Can you copy each of the lines below word for word, with no changes at all?

= = =

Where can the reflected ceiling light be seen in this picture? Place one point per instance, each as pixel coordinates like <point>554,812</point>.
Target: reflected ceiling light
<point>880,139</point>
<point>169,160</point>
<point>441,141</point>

= = =

## [THE RESULT]
Where can the reflected ceiling light be seen in this picture? Place one point per instance, each as pixel coordinates like <point>554,812</point>.
Target: reflected ceiling light
<point>880,139</point>
<point>169,160</point>
<point>441,141</point>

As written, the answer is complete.